PASSAGE:
----------------------------------------

The intelligence discipline – and the U.S. Intelligence Community – requires a very broad range of activity, from tasking, to collection, to processing. Within the collection slice of that intel pie, there are many and varied sub-disciplines – The “INTs.” But what are they?
Let’s find out about Signals Intelligence, or SIGINT.
The Department of Defense defines SIGINT as, “A category of intelligence comprising either individually or in combination all communications intelligence (COMINT), electronic intelligence (ELINT), and foreign instrumentation signals intelligence (FISINT), however transmitted,” as well as, “Intelligence derived from communications, electronic, and foreign instrumentation signals.”
Related: American Spies: How the US collects intelligence around the world
SIGINT is a pretty broad field (with several sub-fields) in an already very broad field. Right there in the quote, it lists three subdisciplines of SIGINT. There are more… (Like Traffic Analysis and Electronic Order of Battle, or EOB). But beneath all the fancy definitions, SIGINT is intelligence collection through the interception of signals — whether those signals are via communications (COMINT), or via electronic signals (ELINT).

----------------------------------------

Records of labeled boxes
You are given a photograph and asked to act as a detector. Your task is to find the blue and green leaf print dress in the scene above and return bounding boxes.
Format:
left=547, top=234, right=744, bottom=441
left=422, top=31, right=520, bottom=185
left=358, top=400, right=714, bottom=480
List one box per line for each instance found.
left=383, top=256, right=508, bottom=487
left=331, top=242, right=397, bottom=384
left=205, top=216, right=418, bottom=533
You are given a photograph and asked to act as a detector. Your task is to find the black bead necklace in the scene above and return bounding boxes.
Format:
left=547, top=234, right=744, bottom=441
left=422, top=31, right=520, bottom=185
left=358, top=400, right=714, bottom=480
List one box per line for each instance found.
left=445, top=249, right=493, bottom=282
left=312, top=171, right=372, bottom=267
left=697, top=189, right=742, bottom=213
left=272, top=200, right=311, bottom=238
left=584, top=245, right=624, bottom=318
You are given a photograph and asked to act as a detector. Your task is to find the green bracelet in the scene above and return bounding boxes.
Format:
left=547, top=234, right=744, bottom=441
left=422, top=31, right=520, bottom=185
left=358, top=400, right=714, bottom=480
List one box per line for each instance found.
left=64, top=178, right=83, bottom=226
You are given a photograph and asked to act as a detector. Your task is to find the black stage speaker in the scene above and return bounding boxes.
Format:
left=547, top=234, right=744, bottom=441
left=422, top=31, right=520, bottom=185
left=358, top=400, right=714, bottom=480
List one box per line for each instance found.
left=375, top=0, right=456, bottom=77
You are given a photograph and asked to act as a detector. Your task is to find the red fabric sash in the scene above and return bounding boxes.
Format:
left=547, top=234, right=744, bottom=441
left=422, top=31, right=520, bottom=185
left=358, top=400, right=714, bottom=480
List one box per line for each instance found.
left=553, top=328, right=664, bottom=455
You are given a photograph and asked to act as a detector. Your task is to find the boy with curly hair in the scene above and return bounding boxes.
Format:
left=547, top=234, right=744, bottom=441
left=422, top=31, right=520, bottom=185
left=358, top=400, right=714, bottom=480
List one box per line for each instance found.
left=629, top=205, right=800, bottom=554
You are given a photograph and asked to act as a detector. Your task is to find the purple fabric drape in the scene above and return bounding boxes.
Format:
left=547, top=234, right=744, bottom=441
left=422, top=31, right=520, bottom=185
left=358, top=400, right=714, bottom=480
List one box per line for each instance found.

----------------------------------------

PROBLEM STATEMENT:
Write out the portion of the signals intelligence passage starting at "The intelligence discipline" and ending at "Intelligence, or SIGINT.", word for word.

ANSWER:
The intelligence discipline – and the U.S. Intelligence Community – requires a very broad range of activity, from tasking, to collection, to processing. Within the collection slice of that intel pie, there are many and varied sub-disciplines – The “INTs.” But what are they?
Let’s find out about Signals Intelligence, or SIGINT.